■ WHAT NEEDS TO BE DONE ■
Lines before the one containing "of the window" are excluded; retype that line and all remaining lines of the material exactly.

■ GIVEN RECORDS ■
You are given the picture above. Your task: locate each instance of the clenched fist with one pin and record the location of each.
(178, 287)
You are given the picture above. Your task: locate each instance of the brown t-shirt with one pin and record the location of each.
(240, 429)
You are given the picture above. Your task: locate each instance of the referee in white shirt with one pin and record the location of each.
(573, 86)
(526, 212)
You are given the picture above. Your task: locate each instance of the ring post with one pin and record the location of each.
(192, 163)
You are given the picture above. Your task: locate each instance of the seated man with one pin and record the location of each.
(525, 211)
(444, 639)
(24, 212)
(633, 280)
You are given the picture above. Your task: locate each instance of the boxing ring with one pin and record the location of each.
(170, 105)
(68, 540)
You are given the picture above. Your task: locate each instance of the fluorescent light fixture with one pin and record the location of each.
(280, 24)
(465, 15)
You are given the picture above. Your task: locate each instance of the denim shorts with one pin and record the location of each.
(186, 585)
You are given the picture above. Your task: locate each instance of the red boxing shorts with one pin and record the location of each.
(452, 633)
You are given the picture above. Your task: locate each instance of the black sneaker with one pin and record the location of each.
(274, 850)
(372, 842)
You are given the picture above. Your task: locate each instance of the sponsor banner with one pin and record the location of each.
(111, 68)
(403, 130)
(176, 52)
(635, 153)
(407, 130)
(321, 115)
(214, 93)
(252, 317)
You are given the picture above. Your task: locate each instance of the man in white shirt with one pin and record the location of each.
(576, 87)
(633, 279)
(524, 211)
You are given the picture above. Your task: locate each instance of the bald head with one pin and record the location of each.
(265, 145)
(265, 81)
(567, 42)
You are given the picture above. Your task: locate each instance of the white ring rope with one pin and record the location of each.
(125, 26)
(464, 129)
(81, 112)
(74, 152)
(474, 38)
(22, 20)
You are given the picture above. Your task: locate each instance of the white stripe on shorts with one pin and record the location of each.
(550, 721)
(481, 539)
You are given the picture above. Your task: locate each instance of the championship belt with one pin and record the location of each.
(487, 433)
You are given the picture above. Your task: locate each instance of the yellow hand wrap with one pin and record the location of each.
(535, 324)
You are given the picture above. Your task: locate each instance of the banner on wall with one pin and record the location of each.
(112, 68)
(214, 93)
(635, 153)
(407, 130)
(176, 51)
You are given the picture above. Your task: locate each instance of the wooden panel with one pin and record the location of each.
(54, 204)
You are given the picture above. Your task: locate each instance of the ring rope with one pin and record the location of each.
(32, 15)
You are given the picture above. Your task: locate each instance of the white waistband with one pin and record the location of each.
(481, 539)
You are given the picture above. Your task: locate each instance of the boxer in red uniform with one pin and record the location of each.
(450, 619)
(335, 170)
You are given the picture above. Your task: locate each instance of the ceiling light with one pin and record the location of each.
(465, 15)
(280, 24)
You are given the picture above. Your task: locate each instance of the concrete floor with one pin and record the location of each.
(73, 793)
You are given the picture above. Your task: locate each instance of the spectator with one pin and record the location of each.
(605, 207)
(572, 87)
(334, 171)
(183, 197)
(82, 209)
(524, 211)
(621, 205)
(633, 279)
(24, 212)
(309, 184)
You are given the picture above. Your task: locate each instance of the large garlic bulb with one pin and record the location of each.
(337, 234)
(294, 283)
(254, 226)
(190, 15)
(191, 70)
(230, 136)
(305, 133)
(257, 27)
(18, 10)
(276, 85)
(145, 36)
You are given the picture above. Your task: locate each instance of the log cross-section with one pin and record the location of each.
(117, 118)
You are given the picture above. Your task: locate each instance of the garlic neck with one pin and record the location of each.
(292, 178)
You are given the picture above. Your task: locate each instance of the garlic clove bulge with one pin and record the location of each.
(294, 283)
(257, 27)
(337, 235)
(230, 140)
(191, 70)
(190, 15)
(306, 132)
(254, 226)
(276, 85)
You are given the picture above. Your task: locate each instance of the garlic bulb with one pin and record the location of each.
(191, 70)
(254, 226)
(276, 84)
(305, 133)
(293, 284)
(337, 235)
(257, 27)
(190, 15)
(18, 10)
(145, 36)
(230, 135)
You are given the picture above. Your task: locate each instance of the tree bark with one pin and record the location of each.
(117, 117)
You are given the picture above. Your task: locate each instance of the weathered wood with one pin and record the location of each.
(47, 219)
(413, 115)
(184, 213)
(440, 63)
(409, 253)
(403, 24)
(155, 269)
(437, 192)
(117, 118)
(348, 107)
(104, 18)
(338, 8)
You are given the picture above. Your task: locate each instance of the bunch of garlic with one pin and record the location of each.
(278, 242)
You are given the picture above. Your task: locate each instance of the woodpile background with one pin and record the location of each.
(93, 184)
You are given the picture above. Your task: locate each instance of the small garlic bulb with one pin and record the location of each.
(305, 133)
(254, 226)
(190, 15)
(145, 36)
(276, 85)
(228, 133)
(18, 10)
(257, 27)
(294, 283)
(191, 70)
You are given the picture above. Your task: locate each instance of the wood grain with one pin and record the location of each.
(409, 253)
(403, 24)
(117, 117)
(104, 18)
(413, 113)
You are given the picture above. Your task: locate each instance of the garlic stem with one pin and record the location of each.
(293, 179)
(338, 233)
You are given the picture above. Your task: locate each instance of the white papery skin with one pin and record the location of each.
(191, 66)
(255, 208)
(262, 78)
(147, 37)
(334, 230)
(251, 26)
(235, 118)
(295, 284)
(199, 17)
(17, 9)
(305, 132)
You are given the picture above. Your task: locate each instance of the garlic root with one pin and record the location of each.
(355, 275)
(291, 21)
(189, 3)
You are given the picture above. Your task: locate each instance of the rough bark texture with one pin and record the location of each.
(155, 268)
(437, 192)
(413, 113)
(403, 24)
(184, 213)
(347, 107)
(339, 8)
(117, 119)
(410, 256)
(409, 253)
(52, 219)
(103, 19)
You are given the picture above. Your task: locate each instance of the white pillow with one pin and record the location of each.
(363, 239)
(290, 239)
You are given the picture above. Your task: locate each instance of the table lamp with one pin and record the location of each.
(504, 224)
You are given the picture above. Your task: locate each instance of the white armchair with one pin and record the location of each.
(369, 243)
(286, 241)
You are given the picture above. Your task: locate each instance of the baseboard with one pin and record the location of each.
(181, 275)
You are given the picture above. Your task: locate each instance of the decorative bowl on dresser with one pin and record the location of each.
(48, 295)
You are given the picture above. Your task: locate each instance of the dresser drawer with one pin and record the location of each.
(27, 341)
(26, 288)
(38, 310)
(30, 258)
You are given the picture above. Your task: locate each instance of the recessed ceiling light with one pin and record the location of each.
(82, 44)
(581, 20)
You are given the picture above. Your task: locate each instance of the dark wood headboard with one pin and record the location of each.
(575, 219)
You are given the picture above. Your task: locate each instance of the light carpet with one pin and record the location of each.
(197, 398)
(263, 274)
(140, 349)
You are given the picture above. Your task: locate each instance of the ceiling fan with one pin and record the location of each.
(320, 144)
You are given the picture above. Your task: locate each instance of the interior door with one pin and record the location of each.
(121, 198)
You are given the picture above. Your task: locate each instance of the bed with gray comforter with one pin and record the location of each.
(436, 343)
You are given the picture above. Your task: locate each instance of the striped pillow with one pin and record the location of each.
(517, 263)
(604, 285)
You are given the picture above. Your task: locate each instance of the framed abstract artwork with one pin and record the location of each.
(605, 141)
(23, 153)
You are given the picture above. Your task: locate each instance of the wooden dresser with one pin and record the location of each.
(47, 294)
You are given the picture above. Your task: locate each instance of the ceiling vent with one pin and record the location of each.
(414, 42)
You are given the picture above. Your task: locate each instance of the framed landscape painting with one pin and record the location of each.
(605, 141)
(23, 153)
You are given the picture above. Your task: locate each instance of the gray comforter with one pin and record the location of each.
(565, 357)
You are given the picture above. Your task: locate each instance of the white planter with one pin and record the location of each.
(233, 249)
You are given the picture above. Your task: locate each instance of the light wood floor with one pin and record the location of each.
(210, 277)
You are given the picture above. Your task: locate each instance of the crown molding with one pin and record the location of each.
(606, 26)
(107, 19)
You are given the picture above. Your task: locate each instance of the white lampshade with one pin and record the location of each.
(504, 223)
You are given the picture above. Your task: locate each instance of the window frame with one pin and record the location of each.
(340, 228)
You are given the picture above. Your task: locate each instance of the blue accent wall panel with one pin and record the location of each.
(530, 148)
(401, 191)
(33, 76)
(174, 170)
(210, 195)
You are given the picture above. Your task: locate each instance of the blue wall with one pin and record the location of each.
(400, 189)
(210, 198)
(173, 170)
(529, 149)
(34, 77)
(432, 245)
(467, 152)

■ WRITTEN SOLUTION ■
You are given the picture above. Your task: locate each instance of the window frame with one pin and record the location of each.
(340, 228)
You are given the picture above. Your task: locate each instance of the blue accent wall panel with one pin and record the location of each.
(530, 148)
(401, 191)
(33, 76)
(174, 170)
(210, 195)
You are given the picture above. Your task: locate each instance of the blue wall with one pin and record the location of each.
(400, 189)
(210, 198)
(173, 170)
(529, 149)
(34, 77)
(432, 245)
(467, 152)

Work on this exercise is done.